> _Task brief_
Could you output each line below precisely as it stands, without the images?

****************************************

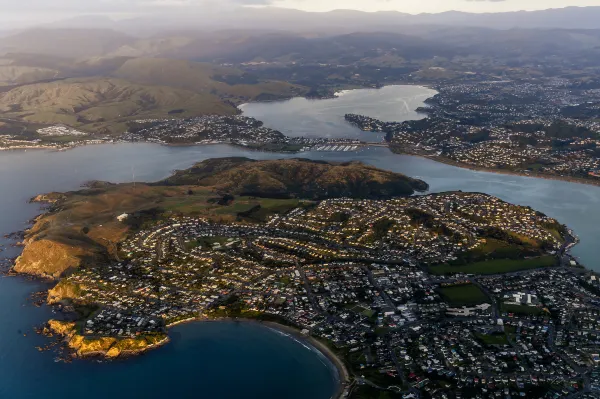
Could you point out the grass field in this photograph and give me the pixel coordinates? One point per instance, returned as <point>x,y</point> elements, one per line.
<point>521,309</point>
<point>496,266</point>
<point>463,295</point>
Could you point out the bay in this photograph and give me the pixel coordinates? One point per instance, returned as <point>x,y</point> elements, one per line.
<point>224,360</point>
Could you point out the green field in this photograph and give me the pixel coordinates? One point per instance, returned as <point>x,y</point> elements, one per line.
<point>521,309</point>
<point>463,295</point>
<point>496,266</point>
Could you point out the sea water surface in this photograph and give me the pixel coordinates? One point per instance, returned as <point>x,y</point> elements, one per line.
<point>215,360</point>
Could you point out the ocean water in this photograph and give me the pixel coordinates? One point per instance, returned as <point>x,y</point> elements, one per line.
<point>219,360</point>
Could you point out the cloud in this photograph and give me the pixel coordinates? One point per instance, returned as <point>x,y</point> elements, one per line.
<point>116,6</point>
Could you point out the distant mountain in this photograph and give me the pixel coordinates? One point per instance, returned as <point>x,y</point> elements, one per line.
<point>344,21</point>
<point>75,43</point>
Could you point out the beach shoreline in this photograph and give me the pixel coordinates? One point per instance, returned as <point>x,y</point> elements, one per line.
<point>343,375</point>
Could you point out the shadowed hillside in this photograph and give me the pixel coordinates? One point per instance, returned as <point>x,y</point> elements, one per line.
<point>296,178</point>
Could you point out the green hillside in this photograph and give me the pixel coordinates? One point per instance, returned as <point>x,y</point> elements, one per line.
<point>226,83</point>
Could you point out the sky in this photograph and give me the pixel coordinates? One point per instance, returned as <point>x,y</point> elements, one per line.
<point>434,6</point>
<point>15,12</point>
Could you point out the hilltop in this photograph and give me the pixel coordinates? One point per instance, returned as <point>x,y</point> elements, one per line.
<point>82,226</point>
<point>130,89</point>
<point>298,178</point>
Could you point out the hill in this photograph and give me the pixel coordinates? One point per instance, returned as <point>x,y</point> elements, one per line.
<point>102,104</point>
<point>226,83</point>
<point>74,43</point>
<point>82,226</point>
<point>297,178</point>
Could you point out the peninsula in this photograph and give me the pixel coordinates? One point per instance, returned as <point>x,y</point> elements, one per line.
<point>339,251</point>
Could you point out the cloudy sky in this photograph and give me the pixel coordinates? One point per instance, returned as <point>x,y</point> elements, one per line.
<point>28,11</point>
<point>418,6</point>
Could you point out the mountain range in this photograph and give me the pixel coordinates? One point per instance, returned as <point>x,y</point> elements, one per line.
<point>340,21</point>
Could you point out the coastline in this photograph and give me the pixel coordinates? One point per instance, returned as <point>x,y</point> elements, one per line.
<point>446,161</point>
<point>342,371</point>
<point>343,375</point>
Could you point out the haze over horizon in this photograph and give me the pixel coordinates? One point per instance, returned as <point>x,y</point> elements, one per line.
<point>20,15</point>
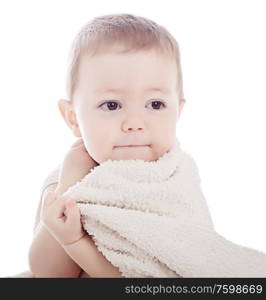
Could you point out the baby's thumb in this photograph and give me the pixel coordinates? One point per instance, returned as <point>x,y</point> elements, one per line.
<point>72,209</point>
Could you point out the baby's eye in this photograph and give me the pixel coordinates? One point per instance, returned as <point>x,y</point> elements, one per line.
<point>112,105</point>
<point>157,104</point>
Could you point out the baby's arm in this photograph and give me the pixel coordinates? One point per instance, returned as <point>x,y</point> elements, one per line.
<point>47,258</point>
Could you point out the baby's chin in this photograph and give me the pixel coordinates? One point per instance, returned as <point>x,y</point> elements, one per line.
<point>133,152</point>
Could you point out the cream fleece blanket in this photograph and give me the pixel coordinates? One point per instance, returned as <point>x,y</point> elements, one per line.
<point>150,219</point>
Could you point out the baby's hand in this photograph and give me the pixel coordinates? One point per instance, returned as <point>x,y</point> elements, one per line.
<point>76,164</point>
<point>61,217</point>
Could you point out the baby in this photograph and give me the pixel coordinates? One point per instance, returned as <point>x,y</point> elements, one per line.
<point>125,96</point>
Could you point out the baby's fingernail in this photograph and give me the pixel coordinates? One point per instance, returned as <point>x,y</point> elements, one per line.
<point>71,203</point>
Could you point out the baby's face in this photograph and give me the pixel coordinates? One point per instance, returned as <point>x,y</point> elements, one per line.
<point>115,105</point>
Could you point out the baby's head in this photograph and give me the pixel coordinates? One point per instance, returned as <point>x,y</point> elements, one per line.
<point>124,87</point>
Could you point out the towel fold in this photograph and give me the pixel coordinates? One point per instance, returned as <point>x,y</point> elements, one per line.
<point>150,219</point>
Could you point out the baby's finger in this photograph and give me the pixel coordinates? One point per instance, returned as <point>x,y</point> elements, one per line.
<point>73,212</point>
<point>49,198</point>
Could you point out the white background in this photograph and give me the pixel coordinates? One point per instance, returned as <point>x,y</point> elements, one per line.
<point>223,123</point>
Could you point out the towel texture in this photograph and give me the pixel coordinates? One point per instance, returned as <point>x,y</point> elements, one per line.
<point>150,219</point>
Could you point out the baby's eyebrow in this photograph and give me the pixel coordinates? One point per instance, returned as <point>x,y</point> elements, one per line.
<point>150,89</point>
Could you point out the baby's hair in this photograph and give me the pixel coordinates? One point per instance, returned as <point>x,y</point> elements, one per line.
<point>133,32</point>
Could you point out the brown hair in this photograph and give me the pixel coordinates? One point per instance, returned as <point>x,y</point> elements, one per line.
<point>133,32</point>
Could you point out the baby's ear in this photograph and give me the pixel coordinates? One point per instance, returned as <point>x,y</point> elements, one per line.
<point>69,116</point>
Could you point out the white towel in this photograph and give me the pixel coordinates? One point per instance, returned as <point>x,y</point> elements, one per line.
<point>150,219</point>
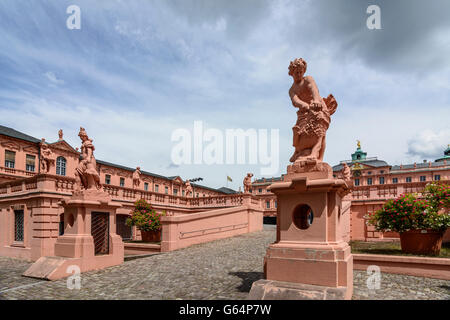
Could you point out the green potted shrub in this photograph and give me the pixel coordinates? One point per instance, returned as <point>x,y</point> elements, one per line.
<point>421,222</point>
<point>147,220</point>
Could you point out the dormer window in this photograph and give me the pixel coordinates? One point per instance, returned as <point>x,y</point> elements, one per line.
<point>10,159</point>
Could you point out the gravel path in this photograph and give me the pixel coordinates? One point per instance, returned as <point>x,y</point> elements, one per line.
<point>223,269</point>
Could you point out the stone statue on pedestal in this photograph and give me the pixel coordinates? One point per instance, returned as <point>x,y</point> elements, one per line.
<point>188,188</point>
<point>46,158</point>
<point>86,175</point>
<point>313,120</point>
<point>310,258</point>
<point>248,182</point>
<point>137,178</point>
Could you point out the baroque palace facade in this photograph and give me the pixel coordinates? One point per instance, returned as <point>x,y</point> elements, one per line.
<point>373,182</point>
<point>35,176</point>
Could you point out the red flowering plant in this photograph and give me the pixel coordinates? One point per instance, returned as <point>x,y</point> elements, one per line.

****************************************

> _Answer to this task_
Could you point out the grass field in this photograph and give me the pixel coordinates? One point per instance, returned as <point>x,y</point> elements, one per line.
<point>521,309</point>
<point>496,266</point>
<point>463,295</point>
Could you point out the bay in this photograph and give me the pixel coordinates? One point per instance, returned as <point>x,y</point> elements, one per line.
<point>224,360</point>
Could you point out the green field in this photograph and give me the pixel coordinates? One point per instance, returned as <point>x,y</point> elements, one per line.
<point>521,309</point>
<point>463,295</point>
<point>496,266</point>
Could you point out the sea water surface in this photograph and give me the pixel coordinates? One point per instance, returned as <point>x,y</point> elements, one per line.
<point>215,360</point>
Could you point out the ocean water in this photograph and give me the pixel coordinates? One point per instance, returned as <point>x,y</point> elements, one per line.
<point>219,360</point>
Could you point out the cloud in this photograph and give me the pixel coordinates? One point per instance, returned as <point>x,y</point> elements, one per line.
<point>116,6</point>
Could you point out the distant mountain in this photograph and give me the pixel coordinates? One point per instance, returned as <point>x,y</point> elements, one per line.
<point>344,21</point>
<point>75,43</point>
Could you point out the beach shoreline in this photograph and give me the pixel coordinates? One point per instance, returned as <point>x,y</point> elements, one per line.
<point>343,375</point>
Could you point out the shadowed hillside in this photograph and give me the pixel coordinates? One point per instance, returned as <point>x,y</point> elements, one per line.
<point>296,178</point>
Could you point out the green hillside in this photograph and give me the pixel coordinates? One point per instance, returned as <point>x,y</point> elements, one per line.
<point>226,83</point>
Could you point out the sky in this photograph and give me the pixel coordinates? One point per instance, returned as <point>x,y</point> elements, one per line.
<point>434,6</point>
<point>15,12</point>
Could you point out the hilltop in this photograph and give me the pixel coordinates? One point per instance, returned as <point>x,y</point> elements, one per line.
<point>82,226</point>
<point>130,89</point>
<point>298,178</point>
Could you point out the hill in this photograph and give me the pixel coordinates? One point per instance, returned as <point>x,y</point> elements, one per line.
<point>102,104</point>
<point>226,83</point>
<point>74,43</point>
<point>82,226</point>
<point>297,178</point>
Could you point out the peninsula in this photograph and give me the pixel coordinates? One point per instance, returned as <point>x,y</point> elements, one per line.
<point>339,251</point>
Could you point out the cloudy sky in this photograph and give me the pixel coordinates? One point per instance, returned as <point>x,y</point> elements, one per line.
<point>28,11</point>
<point>418,6</point>
Could you point out the mountain range in this photograph and give me the pixel coordinates? One point per instance, returned as <point>x,y</point> elements, one per line.
<point>340,21</point>
Could you point out the coastline in this photograph and give me the pixel coordinates? One point per instance, returned as <point>x,y</point> elements, one per line.
<point>446,161</point>
<point>342,371</point>
<point>343,375</point>
Could you point out the haze over horizon in this photograph and give me the pixel coordinates? One point per instance, returned as <point>x,y</point> elements, one per line.
<point>20,15</point>
Could you point out the baby's thumb in this photograph and give me the pixel coordinates? One point per instance, returned as <point>x,y</point> elements, one per line.
<point>72,209</point>
Could you point out the baby's eye in this photograph and give me the pixel coordinates? One point per instance, returned as <point>x,y</point> elements, one per line.
<point>112,105</point>
<point>157,104</point>
Could you point out the baby's arm in this photograph and give me the pixel coordinates? One point per instance, returned as <point>x,y</point> elements, one per line.
<point>47,258</point>
Could you point out the baby's chin in this photograph and give me the pixel coordinates? One point per instance, returned as <point>x,y</point> elements, one per line.
<point>133,152</point>
Could you point out the cream fleece blanket in this photograph and give me the pixel coordinates? One point per instance, returned as <point>x,y</point> elements, one per line.
<point>150,219</point>
Could you point out the baby's hand in this photograph and give me the pixel coordinates? One point per instance, returned as <point>x,y</point> elements, one per line.
<point>76,164</point>
<point>61,217</point>
Could you point out the baby in this photograph and give me the pixel coordinates? One point per instance, returned as <point>x,y</point> elements, one per line.
<point>125,96</point>
Could you point out the baby's fingernail in this photograph and give me the pixel coordinates? One point per instance, returned as <point>x,y</point> elements, one per line.
<point>71,203</point>
Could you point out the baby's face in this photograph and give me the pixel coordinates? One point per instance, returned as <point>x,y</point> elements, one per line.
<point>115,105</point>
Could you point out the baby's head in this photograph and give me the pixel coordinates? One point per instance, returned as <point>x,y</point> elements, one per line.
<point>124,87</point>
Could you point out the towel fold in this photograph and give me the pixel coordinates? One point per instance, returned as <point>x,y</point> elements, one per line.
<point>150,219</point>
Could you point out the baby's finger in this photograph and give me the pixel coordinates? One point per instance, returned as <point>x,y</point> elements, one per line.
<point>73,212</point>
<point>49,198</point>
Could you point out the white background in this photograph and give me the pixel coordinates? One point per instance, returned as <point>x,y</point> elements, one per line.
<point>223,123</point>
Could you point out the towel texture in this photograph and give me the pixel coordinates? One point per instance, returned as <point>x,y</point> elements, one per line.
<point>150,219</point>
Could you point out the baby's eyebrow in this photograph and give me the pixel coordinates? One point per instance, returned as <point>x,y</point> elements, one per line.
<point>150,89</point>
Could you point out the baby's hair in this photograph and give me the pixel coordinates? One point per instance, returned as <point>x,y</point> elements, one per line.
<point>133,32</point>
Could you point out the brown hair in this photograph and give me the pixel coordinates? One point per instance, returned as <point>x,y</point> elements, one per line.
<point>133,32</point>
Could you point out the baby's ear in this photograph and give me the pixel coordinates? One point per instance, returned as <point>x,y</point> elements, one per line.
<point>69,116</point>
Could you point out the white towel in this photograph and give me the pixel coordinates? One point per instance, returned as <point>x,y</point> elements, one per line.
<point>150,219</point>
Could you point out the green potted shrub in this photograph and give me the pixel coordinates? One point per instance, returned as <point>x,y</point> elements, one per line.
<point>421,222</point>
<point>147,220</point>
Could you point out the dormer window in this photograph and give me the pixel coordinates? One point per instance, returned as <point>x,y</point> elements, one per line.
<point>10,159</point>
Could you point out the gravel path in this photograph and give me the pixel coordinates? One point per instance, returned as <point>x,y</point> elements, one per line.
<point>223,269</point>
Could you point out the stone statue on pedestal in this photograph and give me the pixel coordinates? One point per instance, returned as <point>x,y</point> elements, one per line.
<point>188,188</point>
<point>46,158</point>
<point>86,175</point>
<point>313,120</point>
<point>310,258</point>
<point>248,182</point>
<point>137,178</point>
Could you point out the baroque palace facade in this photograph and give me the pixel coordinates? One point per instance, returned as <point>x,y</point> elements, one per line.
<point>373,182</point>
<point>35,176</point>
Could you point out the red flowering plant in this photograph and give me the pixel coordinates? One point per instance, returned as <point>x,y</point> elements, one per line.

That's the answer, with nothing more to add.